Copy all of the following material word for word, leaving out the pictures.

## Data supplied:
───

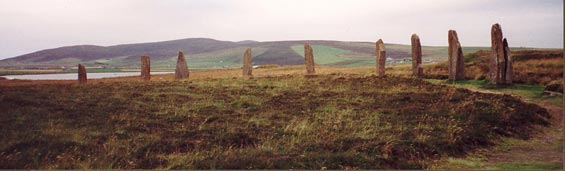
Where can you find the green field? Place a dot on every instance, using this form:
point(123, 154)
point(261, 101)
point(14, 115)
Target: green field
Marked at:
point(335, 121)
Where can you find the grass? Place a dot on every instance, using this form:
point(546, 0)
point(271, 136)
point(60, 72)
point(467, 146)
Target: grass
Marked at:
point(326, 55)
point(528, 91)
point(332, 121)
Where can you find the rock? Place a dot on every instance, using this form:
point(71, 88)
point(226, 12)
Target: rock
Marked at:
point(181, 72)
point(456, 61)
point(496, 62)
point(381, 57)
point(416, 56)
point(81, 74)
point(509, 71)
point(145, 68)
point(247, 63)
point(309, 59)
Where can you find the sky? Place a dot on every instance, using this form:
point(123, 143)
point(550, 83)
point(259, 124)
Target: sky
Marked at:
point(32, 25)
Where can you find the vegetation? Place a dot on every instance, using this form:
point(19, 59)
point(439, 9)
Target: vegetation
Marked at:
point(328, 121)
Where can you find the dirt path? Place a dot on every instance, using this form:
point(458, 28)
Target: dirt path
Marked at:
point(542, 151)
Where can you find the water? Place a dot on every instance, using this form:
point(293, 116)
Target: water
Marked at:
point(74, 76)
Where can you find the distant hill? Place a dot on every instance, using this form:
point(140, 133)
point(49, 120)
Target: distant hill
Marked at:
point(210, 53)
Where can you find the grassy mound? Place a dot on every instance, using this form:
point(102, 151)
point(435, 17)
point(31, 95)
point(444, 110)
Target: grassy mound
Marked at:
point(327, 121)
point(544, 67)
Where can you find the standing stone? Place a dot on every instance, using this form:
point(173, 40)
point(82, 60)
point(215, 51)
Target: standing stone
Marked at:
point(381, 57)
point(417, 69)
point(509, 71)
point(81, 74)
point(456, 61)
point(309, 59)
point(247, 63)
point(497, 56)
point(145, 68)
point(181, 72)
point(500, 63)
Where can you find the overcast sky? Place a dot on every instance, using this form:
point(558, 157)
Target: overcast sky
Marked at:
point(32, 25)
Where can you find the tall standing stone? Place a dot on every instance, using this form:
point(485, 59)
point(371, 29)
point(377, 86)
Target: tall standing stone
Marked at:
point(497, 56)
point(456, 61)
point(381, 57)
point(145, 68)
point(81, 74)
point(417, 69)
point(247, 63)
point(181, 72)
point(500, 63)
point(508, 65)
point(309, 59)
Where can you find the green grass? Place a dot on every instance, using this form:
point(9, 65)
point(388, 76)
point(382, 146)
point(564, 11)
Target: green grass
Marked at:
point(95, 70)
point(527, 91)
point(326, 55)
point(529, 166)
point(287, 122)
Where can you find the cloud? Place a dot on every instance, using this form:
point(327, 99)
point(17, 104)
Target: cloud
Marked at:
point(31, 25)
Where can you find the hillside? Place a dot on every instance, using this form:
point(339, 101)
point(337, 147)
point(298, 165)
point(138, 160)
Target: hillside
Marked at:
point(210, 53)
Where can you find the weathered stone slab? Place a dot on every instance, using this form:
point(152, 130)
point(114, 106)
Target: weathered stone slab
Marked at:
point(181, 72)
point(380, 57)
point(247, 63)
point(496, 63)
point(81, 74)
point(456, 61)
point(509, 70)
point(417, 69)
point(500, 62)
point(145, 68)
point(309, 59)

───

## Answer below:
Where can you find the green field? Place a dot on every instance, using this form:
point(123, 154)
point(261, 101)
point(14, 115)
Target: green field
Marked at:
point(335, 121)
Where can you find the grass? Place a dot on every instance, using this form:
point(546, 0)
point(271, 136)
point(60, 72)
point(467, 146)
Target: grass
Marked at:
point(326, 55)
point(528, 91)
point(332, 121)
Where can you find the rock? Place a dot on every instance, using this form:
point(71, 88)
point(226, 12)
Target: rock
Marked at:
point(181, 72)
point(456, 61)
point(496, 62)
point(381, 57)
point(416, 56)
point(81, 74)
point(509, 71)
point(145, 68)
point(247, 63)
point(309, 59)
Where can you find the sky? Place a dot on every instance, using this form:
point(123, 143)
point(550, 83)
point(259, 124)
Target: sky
Marked at:
point(32, 25)
Where can you find the vegetation? Place a dot on every instance, using this form:
point(19, 59)
point(439, 9)
Target: vegetation
Marked at:
point(328, 121)
Where can you find the dirt path? Place a dot on every instance, using this form:
point(458, 28)
Target: dirt path
Marked at:
point(542, 151)
Where can you find the water? Place a dot on every instance, using this form:
point(293, 116)
Target: water
Marked at:
point(74, 76)
Where can you find the distant hill? Place a dot on every instance, using this form:
point(140, 133)
point(49, 120)
Target: distant hill
Marked at:
point(210, 53)
Where can you find the grassy mound? Place a dot on every instance, using this form:
point(102, 151)
point(435, 17)
point(31, 95)
point(444, 110)
Target: grassy mound
Marked at:
point(327, 121)
point(544, 67)
Where can you find the standing stone? Place a dot on every instance, using this form:
point(173, 40)
point(82, 60)
point(215, 51)
Target: standing stone
Marked at:
point(381, 57)
point(417, 69)
point(509, 71)
point(81, 74)
point(456, 61)
point(309, 59)
point(247, 63)
point(497, 56)
point(145, 68)
point(181, 72)
point(500, 63)
Where can you find the overcast sky? Place a dot on every instance, using this form:
point(558, 157)
Target: overcast sky
Marked at:
point(32, 25)
Where can you find the tall standing stone? Place a dot on every instance, using this form:
point(485, 59)
point(371, 29)
point(377, 86)
Target: tall standing stone
Marked at:
point(497, 56)
point(456, 61)
point(381, 57)
point(145, 68)
point(81, 74)
point(417, 69)
point(247, 63)
point(181, 72)
point(500, 63)
point(508, 65)
point(309, 59)
Where can you find the green grass? Place a dot on every instance, using this form:
point(9, 65)
point(388, 76)
point(382, 146)
point(564, 11)
Target: green grass
Marked at:
point(95, 70)
point(527, 91)
point(326, 55)
point(529, 166)
point(287, 122)
Where can you find the cloud? Place a dot on every instance, using this form:
point(327, 99)
point(17, 104)
Target: cloud
Marked at:
point(31, 25)
Where can you find the hillside? Place a dot on every instance, using this form:
point(339, 101)
point(337, 147)
point(298, 165)
point(138, 160)
Target: hillside
Marked at:
point(210, 53)
Where can you find the weathered stone slab? Place a dot on every instance, using this form:
point(152, 130)
point(114, 106)
Target: weathered stone slab
Marked at:
point(181, 72)
point(380, 57)
point(247, 63)
point(496, 63)
point(81, 74)
point(456, 61)
point(509, 70)
point(417, 69)
point(500, 62)
point(145, 68)
point(309, 59)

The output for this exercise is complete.